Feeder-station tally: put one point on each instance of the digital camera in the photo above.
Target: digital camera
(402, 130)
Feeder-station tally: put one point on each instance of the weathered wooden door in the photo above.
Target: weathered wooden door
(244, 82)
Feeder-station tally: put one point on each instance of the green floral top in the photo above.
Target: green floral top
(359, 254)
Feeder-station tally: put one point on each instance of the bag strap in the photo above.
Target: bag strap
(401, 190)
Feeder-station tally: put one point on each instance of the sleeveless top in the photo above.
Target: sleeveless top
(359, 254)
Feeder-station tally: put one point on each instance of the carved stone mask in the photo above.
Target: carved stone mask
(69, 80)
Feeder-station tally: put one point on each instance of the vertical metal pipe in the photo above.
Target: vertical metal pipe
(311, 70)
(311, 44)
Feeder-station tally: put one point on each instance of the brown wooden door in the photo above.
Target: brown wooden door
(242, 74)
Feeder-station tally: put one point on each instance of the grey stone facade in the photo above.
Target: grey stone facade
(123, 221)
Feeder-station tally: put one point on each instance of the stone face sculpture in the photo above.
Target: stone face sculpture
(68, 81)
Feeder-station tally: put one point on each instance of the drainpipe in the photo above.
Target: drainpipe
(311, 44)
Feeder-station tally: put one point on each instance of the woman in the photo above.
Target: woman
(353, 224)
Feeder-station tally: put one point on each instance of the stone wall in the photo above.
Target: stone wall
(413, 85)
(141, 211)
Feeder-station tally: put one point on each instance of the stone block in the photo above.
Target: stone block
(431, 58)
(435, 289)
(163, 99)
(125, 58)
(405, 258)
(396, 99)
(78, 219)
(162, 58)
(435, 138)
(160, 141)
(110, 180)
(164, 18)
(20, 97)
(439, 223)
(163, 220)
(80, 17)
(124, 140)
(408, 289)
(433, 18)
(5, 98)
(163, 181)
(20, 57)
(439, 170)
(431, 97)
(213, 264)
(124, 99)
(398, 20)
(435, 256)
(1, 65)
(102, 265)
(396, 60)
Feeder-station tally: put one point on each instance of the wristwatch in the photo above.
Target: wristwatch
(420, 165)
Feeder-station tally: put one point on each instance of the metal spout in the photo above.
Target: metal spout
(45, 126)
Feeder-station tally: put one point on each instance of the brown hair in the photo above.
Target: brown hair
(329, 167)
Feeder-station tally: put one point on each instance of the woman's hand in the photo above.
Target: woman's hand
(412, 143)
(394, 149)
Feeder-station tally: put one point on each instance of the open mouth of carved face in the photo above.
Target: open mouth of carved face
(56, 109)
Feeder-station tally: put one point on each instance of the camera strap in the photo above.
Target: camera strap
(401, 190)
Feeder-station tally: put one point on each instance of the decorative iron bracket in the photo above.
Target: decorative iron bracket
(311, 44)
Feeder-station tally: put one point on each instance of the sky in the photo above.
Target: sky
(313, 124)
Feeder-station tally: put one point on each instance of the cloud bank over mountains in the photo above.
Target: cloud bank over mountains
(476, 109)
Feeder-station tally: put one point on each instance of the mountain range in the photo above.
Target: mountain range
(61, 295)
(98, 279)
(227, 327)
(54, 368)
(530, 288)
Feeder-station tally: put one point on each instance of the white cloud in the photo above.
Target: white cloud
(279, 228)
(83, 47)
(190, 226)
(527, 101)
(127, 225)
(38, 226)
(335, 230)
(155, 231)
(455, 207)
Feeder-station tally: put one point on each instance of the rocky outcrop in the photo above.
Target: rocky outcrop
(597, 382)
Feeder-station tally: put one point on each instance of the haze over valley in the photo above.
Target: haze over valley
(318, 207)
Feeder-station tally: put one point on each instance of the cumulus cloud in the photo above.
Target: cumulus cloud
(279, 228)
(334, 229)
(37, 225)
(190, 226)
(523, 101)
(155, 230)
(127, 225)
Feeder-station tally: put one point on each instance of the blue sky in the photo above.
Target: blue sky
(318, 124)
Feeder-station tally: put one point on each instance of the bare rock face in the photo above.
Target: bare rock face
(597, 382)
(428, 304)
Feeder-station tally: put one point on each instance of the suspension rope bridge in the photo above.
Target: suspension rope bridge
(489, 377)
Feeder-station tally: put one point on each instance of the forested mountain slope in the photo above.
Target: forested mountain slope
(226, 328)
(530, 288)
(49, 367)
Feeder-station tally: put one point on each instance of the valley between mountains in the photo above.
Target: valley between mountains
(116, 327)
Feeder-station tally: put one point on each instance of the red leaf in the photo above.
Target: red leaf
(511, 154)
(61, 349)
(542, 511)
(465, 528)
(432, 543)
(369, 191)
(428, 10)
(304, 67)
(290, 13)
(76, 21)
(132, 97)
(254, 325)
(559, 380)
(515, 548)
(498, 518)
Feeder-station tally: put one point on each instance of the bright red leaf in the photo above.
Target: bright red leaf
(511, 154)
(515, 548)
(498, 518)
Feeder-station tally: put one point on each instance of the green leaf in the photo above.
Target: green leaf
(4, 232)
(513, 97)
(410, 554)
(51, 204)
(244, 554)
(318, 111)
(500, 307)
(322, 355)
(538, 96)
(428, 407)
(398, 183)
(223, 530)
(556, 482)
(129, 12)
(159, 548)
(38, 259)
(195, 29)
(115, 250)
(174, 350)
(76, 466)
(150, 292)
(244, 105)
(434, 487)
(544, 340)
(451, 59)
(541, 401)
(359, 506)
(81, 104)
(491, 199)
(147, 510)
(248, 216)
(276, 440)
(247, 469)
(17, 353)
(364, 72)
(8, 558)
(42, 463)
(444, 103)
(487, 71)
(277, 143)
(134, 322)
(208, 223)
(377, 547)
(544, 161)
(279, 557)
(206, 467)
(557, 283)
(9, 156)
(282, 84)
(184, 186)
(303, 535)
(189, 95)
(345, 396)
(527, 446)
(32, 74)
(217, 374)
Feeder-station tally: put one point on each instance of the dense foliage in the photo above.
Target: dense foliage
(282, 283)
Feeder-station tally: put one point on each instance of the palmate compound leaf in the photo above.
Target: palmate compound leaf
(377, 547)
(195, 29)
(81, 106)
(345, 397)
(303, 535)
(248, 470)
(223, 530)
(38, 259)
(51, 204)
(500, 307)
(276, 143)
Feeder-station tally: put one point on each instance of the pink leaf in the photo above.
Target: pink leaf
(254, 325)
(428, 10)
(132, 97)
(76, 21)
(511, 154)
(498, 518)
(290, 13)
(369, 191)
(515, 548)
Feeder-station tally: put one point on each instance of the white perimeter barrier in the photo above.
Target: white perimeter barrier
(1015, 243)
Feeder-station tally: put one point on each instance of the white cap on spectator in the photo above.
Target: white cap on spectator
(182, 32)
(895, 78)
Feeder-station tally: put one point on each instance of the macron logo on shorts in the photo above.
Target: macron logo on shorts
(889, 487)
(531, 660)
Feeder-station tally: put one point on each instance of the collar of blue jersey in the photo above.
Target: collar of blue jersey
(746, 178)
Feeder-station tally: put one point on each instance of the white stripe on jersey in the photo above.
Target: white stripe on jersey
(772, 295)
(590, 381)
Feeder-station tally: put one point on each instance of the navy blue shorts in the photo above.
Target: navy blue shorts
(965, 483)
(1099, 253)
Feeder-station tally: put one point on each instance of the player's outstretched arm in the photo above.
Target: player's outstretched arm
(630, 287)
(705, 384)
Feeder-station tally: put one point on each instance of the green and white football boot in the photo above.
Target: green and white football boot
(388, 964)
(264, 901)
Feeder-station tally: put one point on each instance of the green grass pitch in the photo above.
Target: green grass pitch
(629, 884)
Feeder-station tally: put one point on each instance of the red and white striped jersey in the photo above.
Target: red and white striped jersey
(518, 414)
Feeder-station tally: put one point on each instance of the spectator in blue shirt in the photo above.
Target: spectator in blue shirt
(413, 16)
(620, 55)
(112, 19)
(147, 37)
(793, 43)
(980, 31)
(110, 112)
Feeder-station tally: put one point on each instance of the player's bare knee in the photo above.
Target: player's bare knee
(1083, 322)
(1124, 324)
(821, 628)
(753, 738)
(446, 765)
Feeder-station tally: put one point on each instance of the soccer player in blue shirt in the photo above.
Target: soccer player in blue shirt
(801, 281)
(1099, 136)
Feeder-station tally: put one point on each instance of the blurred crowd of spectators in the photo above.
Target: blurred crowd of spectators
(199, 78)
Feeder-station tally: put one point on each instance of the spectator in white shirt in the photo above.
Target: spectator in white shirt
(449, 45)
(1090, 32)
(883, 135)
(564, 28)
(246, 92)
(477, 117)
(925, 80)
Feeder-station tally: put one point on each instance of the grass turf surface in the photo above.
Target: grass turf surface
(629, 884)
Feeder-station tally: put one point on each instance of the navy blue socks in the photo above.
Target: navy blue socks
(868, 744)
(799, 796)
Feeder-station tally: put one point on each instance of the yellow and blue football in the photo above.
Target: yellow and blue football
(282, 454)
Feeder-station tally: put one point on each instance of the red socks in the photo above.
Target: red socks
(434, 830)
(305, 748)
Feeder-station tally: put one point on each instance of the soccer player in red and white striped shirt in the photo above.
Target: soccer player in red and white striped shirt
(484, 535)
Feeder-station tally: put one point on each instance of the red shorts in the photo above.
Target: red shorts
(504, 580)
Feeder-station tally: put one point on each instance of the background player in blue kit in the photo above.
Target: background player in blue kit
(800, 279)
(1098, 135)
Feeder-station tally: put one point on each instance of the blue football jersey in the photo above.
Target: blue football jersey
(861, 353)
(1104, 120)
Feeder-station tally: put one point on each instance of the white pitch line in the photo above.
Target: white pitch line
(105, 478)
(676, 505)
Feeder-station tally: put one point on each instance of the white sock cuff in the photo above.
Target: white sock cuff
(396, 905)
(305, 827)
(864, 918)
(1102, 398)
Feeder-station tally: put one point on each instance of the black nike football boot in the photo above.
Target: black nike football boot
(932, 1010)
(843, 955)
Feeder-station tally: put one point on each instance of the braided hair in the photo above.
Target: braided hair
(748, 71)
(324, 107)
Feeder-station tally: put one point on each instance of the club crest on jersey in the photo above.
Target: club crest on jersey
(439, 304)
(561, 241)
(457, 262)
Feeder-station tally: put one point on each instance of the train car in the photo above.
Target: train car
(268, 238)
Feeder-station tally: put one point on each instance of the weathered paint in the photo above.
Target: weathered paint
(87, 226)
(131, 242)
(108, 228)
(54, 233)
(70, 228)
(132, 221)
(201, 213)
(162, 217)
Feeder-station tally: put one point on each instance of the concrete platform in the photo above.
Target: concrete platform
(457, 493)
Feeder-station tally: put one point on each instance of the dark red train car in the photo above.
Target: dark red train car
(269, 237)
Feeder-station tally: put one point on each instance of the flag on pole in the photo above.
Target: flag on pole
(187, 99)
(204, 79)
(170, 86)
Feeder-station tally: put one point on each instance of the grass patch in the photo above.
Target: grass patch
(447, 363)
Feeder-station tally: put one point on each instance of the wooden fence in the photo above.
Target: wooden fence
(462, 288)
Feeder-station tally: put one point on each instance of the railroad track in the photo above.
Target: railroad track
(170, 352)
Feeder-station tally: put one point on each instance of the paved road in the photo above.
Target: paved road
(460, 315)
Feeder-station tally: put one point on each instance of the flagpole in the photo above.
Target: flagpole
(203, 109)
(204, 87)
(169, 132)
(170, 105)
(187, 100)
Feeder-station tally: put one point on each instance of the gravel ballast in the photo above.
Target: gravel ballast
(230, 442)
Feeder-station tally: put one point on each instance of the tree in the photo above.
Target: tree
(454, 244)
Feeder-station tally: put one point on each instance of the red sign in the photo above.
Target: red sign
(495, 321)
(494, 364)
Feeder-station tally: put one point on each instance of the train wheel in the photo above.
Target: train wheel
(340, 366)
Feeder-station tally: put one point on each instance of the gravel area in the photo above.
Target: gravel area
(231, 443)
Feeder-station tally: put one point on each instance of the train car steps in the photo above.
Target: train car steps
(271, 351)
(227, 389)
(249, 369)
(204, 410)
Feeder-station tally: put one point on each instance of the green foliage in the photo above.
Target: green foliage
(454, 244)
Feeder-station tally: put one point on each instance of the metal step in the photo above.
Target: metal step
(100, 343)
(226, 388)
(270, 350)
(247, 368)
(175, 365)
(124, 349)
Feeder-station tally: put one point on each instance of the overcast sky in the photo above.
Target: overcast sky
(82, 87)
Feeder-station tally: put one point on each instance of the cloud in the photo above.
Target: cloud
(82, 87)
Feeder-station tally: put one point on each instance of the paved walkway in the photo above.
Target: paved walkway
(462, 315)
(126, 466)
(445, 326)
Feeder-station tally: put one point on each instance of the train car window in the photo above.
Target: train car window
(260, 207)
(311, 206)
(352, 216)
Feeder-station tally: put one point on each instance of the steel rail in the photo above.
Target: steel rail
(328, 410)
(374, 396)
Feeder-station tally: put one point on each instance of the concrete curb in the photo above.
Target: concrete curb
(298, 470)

◆ **Task requirements**: Please give again the lines above between the line holding "Target: collar of blue jersey" and the line holding "white football boot in the photo above.", inclusive, exactly as they are and with nothing added.

◆ **Exercise result**:
Target: collar of blue jersey
(746, 178)
Feeder-station tally: put one point on each instance of the white stripe on jersey in the photo above.
Target: white stripe on jersey
(772, 295)
(590, 381)
Feeder-station tally: put one point on each instance of the navy blue shorts in the photo above.
Target: navy blue shorts
(965, 483)
(1099, 253)
Feeder-station tally: put one point on each instance of the player's outstretched arm in the photo above.
Target: player's outstretched arm
(630, 287)
(705, 384)
Feeder-station tally: put one point on each instance of the green and white football boot in the photo above.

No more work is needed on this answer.